• Trecho extraído:
A questão a ser levantada ao debatermos a temática da sociedade em rede nos direciona para uma análise de como conjugar as mudanças rápidas que a própria evolução humana em termos tecnológicos produz com pressupostos como Memória e Identidade.

Que lugares foram ou serão reservados, no presente ou futuro próximo, para alguns, nos quais existirá possibilidade para falar, pensar ou  viver essas questões?

Uma proposta que trabalha basicamente com os sentidos, a observação e a emoção é cabível nestes novos tempos?

Pensar em termos de ensino e educação nos níveis propostos de descoberta e valorização da identidade local, com o intuito de estabelecer um bom relacionamento com o passado e de melhorar a perspectiva para o futuro, é viável?

Ouso arriscar respostas em vista das minhas convicções, se não, de nada adiantaria conservarmos com tanto zelo nossos bens patrimoniais.

• Requisitos das tarefas:
A: Segundo o trecho extraído, com quais pressupostos se deve conjugar as rápidas mudanças tecnológicas produzidas pela evolução humana?
B: Prossiga o trecho extraído sobre a sociedade em rede a partir da última frase.

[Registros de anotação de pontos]

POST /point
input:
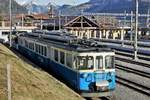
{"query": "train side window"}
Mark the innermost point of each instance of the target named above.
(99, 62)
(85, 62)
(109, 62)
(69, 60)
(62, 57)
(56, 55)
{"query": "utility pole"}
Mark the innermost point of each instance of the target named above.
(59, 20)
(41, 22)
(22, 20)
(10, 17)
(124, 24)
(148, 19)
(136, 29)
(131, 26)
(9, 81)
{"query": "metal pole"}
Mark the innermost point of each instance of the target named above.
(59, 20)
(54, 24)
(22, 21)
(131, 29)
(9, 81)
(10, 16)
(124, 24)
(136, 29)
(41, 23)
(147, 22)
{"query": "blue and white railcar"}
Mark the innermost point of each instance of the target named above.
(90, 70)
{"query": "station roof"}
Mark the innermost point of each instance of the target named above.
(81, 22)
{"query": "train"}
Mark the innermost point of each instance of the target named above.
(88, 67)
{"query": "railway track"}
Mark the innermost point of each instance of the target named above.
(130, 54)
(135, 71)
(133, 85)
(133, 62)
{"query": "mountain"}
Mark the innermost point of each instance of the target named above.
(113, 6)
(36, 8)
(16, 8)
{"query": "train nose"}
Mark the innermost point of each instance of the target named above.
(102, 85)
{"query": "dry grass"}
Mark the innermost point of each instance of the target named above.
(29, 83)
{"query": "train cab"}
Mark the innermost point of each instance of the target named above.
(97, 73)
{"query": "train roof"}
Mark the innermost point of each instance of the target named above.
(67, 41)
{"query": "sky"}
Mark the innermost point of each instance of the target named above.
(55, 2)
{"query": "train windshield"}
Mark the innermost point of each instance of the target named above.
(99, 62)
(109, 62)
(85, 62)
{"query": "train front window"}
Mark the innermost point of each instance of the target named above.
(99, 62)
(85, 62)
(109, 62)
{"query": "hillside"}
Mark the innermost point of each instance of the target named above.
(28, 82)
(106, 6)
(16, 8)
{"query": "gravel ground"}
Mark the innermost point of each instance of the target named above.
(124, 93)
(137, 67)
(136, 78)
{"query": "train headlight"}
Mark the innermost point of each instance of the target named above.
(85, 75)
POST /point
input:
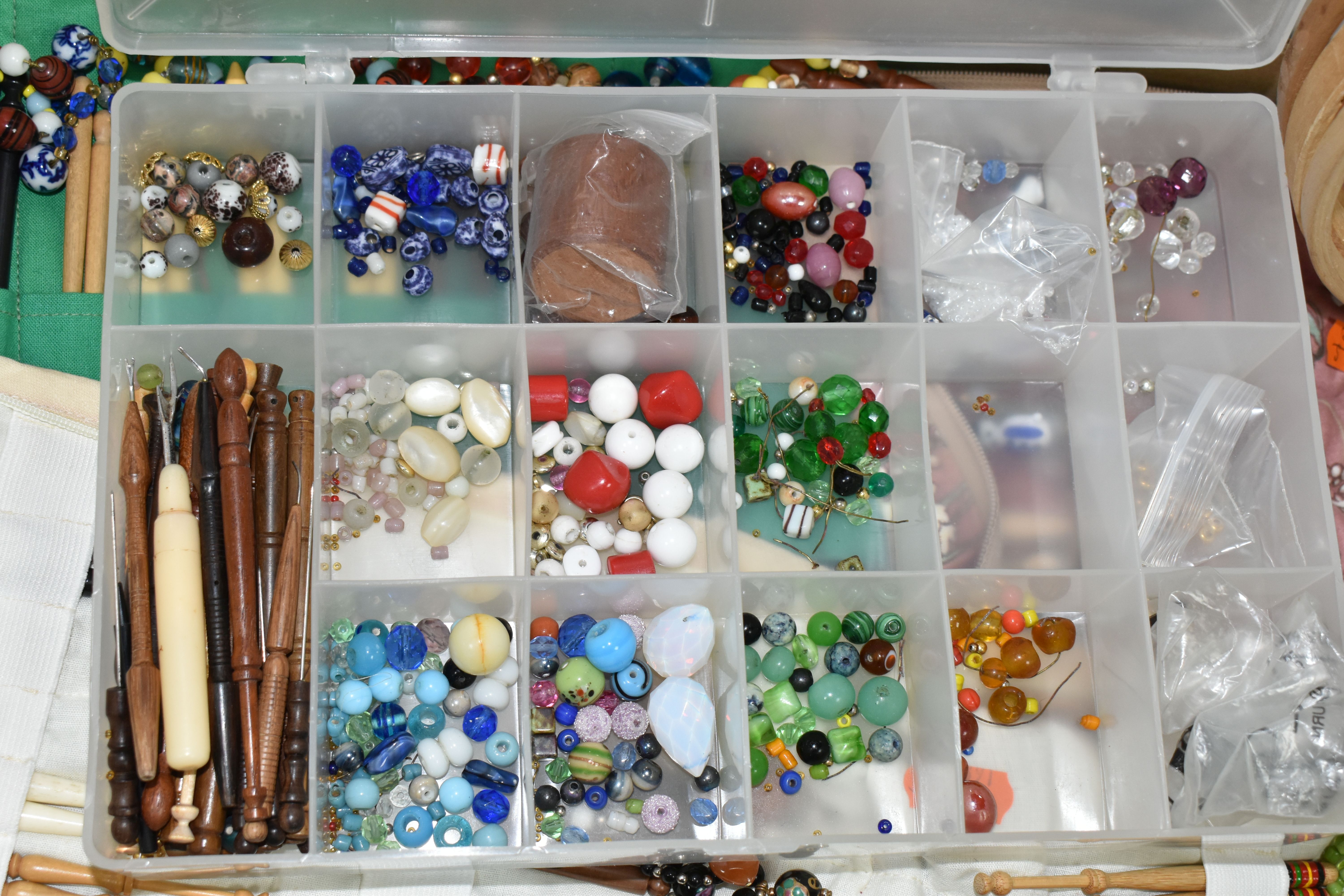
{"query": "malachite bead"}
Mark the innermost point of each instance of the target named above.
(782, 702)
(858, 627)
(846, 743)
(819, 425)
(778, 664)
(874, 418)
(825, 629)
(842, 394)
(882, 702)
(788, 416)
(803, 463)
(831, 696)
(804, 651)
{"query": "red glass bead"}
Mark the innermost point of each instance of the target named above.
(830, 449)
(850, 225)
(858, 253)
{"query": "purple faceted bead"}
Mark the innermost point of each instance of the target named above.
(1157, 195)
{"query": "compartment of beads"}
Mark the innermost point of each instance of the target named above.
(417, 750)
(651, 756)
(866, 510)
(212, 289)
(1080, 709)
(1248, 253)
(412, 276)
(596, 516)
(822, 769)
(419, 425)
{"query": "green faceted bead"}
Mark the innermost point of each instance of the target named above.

• As respostas:
A: Com Memória e Identidade.

B:
Nesta sociedade em rede, atemporal, com espaços de fluxos, onde o homem é capaz de acionar uma quantidade enorme de informações em segundos, onde ficaria o tempo para conhecer e vivenciar as experiências dos antepassados?

Acredito, sim, nesses conhecimentos como ferramentas para o melhor relacionamento dos seres, na tecnologia sendo utilizada para reconstruir ou reconstituir, ao longo de pesquisas, o espaço habitado tempos atrás, como é o caso dos computadores, que podem, por meio de diversas fontes documentais, remontar os cenários arquitetônicos antigos das cidades.

Eis o valor da sociedade em rede: recuperar informações passadas, trazendo e divulgando no presente o que se julgava perdido ou desconhecido.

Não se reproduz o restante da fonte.